> [Goal of the exercise]:
Show each line of the entries below that contains the string "mask", matching case exactly.

> [Data entries]:
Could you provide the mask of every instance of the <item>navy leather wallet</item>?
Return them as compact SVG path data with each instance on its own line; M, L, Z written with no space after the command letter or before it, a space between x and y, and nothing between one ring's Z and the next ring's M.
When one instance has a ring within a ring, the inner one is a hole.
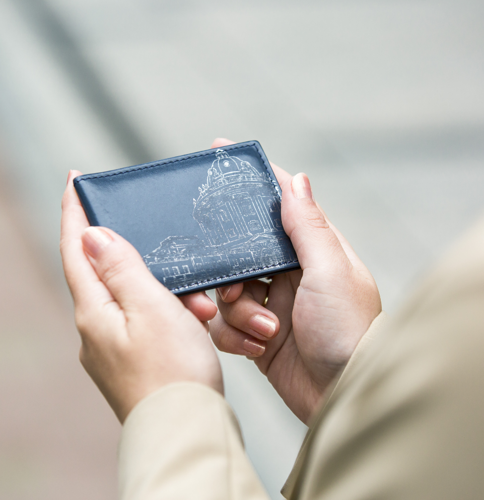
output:
M299 268L257 141L79 176L74 186L91 226L130 242L177 295Z

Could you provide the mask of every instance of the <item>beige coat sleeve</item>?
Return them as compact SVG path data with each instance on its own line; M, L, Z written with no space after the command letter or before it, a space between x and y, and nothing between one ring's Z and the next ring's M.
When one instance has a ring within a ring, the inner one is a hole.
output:
M170 384L136 405L118 450L121 500L268 500L217 392Z
M354 361L284 496L484 498L484 220Z
M345 376L386 319L382 313L372 323ZM141 401L124 422L118 462L121 500L269 498L245 454L231 408L218 392L200 384L170 384Z

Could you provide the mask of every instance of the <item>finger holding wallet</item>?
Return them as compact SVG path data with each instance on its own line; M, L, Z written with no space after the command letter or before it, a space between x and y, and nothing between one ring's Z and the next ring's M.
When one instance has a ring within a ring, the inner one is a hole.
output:
M212 147L232 144L217 140ZM381 301L370 272L315 202L307 176L272 166L282 190L282 224L302 270L275 276L270 286L253 280L219 288L210 332L221 350L252 357L307 422Z
M171 382L198 382L223 394L206 328L215 304L204 292L176 297L130 243L89 226L72 184L80 174L69 173L62 198L60 250L86 370L121 422Z

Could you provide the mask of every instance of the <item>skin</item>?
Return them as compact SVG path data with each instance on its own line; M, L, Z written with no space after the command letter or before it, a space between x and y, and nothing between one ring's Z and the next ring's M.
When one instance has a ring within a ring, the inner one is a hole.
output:
M219 139L212 147L232 144ZM210 332L221 350L250 355L307 424L382 304L370 272L315 202L307 176L271 166L282 190L282 224L302 270L273 277L266 307L268 285L260 280L219 288ZM248 352L254 341L258 352Z
M223 394L207 332L216 306L204 293L178 298L125 240L89 227L72 184L80 173L69 172L62 198L60 252L86 371L121 422L171 382L198 382Z
M232 144L217 139L212 147ZM126 240L89 227L72 184L81 172L69 172L60 251L79 358L121 422L141 399L168 384L197 382L223 393L207 334L210 320L215 346L254 359L307 422L381 312L371 274L314 202L307 176L272 167L282 189L282 223L302 270L274 277L266 308L268 286L262 282L220 289L218 313L204 293L175 296Z

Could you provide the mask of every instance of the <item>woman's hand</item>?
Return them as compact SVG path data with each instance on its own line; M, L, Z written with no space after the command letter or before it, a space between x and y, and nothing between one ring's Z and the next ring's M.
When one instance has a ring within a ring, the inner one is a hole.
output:
M219 139L212 148L234 144ZM284 230L302 270L218 290L210 334L221 350L252 356L288 406L307 422L326 388L382 310L378 288L312 196L305 174L272 166Z
M72 184L80 173L69 173L62 198L60 251L86 370L121 422L138 401L171 382L199 382L223 392L207 334L215 304L204 293L178 298L126 240L89 227Z

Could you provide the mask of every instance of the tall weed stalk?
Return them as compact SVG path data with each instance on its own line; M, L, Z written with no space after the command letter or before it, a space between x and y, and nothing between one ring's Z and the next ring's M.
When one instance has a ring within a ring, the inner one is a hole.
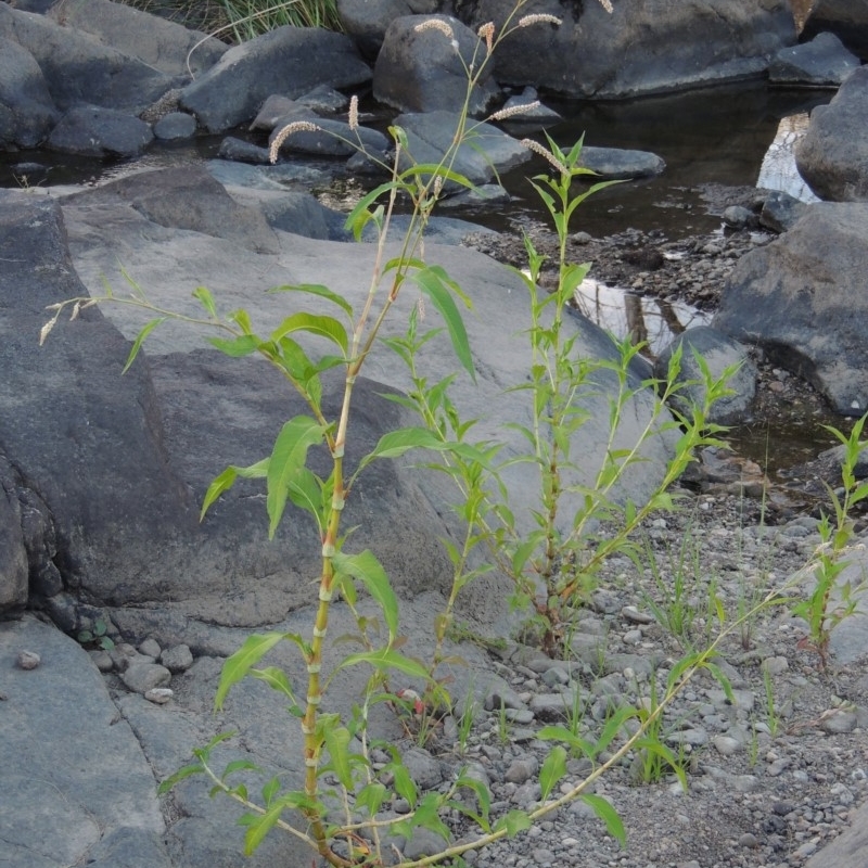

> [Task answer]:
Could you provide the mask of every instance of the <item>navy leather wallet</item>?
Could you provide the mask of every instance of the <item>beige coat sleeve</item>?
Could you provide the mask of every instance of the <item>finger holding wallet</item>?
Could you provide the mask of every instance of the <item>skin</item>?
Could you provide the mask of every instance of the <item>woman's hand</item>?
Could you provide the mask of every instance of the tall weed stalk?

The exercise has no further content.